### Text excerpt
####

Tuesday 13 November 2007
oo vuf welcome
From the What I Been Listening To department:
For unfathomable reasons, I’ve been hooked on a show called Blue Jam. Aired in the late ‘90s, it was the brainchild of Radio 1 enfant terrible Chris Morris, whose earlier pranks had included a discussion of ludicrous methods to obtain a legal high, and most famously, the “non-announcement” of the death of a still-living cabinet minister. After the latter incident, BBC censors clamped down hard; why they ever let him back through their doors is a mystery.
Blue Jam is a deeply disturbing show, but utterly hilarious. Sketches and monologues drift in and out amid music of all sorts, starting with an always-different introduction delivered by Morris in a sinister monotone (“When thrapping door-knock brings not chums with cakes, but friends of Sweaty Fred, full madding because you failed to sell… welcome in Blue Jam…”) and quickly descending into a nightmarish world of misfits and psychopaths.

####

### Dataset
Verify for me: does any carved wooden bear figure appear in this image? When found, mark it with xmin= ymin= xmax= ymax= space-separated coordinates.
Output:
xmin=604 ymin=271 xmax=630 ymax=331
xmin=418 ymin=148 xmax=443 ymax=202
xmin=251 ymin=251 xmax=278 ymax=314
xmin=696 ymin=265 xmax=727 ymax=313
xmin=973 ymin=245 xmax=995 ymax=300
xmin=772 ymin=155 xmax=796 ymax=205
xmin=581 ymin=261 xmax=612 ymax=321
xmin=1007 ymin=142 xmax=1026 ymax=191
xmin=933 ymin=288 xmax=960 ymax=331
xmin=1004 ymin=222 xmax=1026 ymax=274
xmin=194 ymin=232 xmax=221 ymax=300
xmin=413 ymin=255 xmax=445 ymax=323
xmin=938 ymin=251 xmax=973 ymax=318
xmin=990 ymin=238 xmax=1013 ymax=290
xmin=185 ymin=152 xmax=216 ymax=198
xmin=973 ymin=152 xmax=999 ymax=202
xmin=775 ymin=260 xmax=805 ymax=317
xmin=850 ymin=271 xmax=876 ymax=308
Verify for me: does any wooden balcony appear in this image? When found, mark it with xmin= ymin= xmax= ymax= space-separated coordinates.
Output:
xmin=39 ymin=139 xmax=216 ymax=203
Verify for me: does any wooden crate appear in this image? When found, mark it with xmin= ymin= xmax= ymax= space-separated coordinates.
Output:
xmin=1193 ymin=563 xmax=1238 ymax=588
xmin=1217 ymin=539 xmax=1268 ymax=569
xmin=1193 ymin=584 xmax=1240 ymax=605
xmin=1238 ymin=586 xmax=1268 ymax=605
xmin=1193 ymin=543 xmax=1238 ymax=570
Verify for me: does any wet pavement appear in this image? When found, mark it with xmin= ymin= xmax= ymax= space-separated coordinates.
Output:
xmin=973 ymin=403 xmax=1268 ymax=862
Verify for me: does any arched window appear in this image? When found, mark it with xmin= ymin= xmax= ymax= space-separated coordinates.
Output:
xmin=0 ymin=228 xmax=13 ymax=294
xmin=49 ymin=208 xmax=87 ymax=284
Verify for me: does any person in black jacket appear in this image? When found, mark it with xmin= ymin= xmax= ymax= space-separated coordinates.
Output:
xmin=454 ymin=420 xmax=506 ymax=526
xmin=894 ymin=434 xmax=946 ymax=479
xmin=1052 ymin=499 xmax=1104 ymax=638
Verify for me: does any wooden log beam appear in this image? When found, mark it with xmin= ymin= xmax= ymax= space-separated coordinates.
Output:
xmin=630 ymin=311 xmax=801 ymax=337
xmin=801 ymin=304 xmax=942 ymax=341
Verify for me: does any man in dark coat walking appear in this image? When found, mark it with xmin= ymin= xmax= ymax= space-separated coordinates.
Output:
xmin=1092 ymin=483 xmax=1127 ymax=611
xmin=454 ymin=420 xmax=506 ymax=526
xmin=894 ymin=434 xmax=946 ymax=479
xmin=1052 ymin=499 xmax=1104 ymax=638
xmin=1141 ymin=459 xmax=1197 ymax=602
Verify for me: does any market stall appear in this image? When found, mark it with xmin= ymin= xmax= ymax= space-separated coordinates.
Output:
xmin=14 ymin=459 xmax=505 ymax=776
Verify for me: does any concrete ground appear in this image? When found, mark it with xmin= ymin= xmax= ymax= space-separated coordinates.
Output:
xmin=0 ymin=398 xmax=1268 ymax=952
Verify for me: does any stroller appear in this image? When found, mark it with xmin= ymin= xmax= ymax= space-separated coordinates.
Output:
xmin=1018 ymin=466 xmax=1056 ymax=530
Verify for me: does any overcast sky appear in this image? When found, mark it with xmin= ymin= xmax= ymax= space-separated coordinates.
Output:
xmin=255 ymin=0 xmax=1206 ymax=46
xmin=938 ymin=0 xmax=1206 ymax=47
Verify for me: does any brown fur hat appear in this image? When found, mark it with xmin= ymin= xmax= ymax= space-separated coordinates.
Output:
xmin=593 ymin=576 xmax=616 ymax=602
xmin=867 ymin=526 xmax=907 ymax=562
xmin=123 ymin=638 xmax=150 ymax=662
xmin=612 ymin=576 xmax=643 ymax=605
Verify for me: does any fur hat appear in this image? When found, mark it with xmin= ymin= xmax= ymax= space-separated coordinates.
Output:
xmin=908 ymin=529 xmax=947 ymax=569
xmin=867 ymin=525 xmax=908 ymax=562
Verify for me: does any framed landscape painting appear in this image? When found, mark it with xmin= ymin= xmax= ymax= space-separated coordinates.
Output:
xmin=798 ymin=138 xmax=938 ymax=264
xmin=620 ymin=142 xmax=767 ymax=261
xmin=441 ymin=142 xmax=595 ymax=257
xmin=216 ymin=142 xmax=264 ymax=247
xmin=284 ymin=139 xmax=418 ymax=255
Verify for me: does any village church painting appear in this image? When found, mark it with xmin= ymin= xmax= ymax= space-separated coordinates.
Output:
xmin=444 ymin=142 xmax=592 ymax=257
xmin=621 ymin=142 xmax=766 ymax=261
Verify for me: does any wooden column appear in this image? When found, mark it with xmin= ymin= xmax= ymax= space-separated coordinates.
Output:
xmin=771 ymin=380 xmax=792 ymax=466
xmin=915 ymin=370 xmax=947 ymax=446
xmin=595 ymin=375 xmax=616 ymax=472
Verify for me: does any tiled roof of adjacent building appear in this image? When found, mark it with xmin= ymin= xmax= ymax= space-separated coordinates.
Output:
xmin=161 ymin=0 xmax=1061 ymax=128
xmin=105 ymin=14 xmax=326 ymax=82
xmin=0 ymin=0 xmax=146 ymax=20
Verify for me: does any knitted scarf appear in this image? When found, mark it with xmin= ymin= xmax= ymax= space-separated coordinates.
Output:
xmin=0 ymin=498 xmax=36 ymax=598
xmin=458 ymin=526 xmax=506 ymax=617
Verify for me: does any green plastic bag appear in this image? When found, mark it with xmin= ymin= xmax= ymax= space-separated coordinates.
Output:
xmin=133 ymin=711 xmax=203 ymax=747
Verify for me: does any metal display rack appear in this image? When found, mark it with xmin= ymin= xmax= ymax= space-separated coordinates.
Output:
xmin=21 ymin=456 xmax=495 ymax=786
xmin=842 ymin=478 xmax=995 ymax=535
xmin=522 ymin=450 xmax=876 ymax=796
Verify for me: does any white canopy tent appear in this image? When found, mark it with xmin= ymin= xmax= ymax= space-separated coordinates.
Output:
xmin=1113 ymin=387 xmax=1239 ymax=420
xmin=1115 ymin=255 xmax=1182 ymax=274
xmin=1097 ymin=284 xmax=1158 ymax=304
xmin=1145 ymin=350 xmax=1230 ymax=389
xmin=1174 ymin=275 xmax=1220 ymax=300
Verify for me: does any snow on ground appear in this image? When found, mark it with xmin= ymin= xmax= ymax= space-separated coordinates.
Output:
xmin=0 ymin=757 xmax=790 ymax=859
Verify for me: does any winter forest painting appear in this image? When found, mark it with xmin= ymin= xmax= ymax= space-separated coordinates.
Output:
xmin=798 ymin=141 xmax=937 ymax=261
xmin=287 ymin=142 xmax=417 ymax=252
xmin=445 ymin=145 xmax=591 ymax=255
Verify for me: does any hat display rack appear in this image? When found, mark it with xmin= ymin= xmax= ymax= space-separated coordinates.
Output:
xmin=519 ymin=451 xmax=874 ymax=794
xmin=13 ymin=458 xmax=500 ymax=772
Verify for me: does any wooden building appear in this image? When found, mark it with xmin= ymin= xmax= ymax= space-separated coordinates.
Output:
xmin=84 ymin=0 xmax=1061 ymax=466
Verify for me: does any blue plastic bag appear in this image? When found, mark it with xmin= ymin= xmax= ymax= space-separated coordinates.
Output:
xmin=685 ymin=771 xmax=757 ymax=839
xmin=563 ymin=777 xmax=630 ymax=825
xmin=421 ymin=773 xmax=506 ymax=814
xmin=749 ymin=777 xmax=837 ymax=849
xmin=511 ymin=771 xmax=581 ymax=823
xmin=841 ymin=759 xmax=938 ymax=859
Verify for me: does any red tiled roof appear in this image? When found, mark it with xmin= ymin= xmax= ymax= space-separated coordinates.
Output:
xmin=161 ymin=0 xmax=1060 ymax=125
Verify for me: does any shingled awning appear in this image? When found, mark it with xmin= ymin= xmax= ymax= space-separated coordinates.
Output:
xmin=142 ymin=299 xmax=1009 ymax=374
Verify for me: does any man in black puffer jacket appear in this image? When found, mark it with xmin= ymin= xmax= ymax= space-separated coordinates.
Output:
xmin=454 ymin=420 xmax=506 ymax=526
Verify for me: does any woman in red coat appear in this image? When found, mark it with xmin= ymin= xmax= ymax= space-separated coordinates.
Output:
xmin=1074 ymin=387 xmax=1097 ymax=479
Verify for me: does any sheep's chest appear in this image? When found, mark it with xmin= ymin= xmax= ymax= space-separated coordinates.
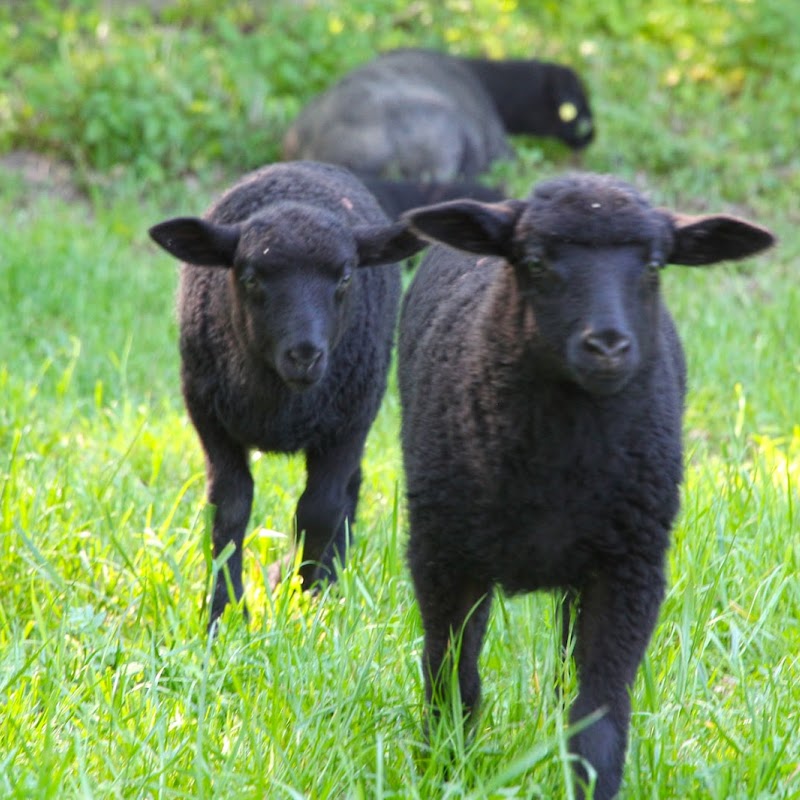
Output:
xmin=460 ymin=410 xmax=680 ymax=593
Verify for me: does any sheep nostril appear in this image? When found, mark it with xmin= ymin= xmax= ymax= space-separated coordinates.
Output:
xmin=581 ymin=329 xmax=631 ymax=359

####

### What you are asked to do
Decide whether each statement agrees with the post about Blue Jam, answering yes or no and quoting the deciding words of the post: (a) Blue Jam was broadcast in the late 1990s; (b) after the "non-announcement" incident, BBC censors relaxed their control; (c) every episode opens with the same introduction.

### Written solution
(a) Yes: "Aired in the late ‘90s"
(b) No: "BBC censors clamped down hard"
(c) No: "an always-different introduction delivered by Morris in a sinister monotone"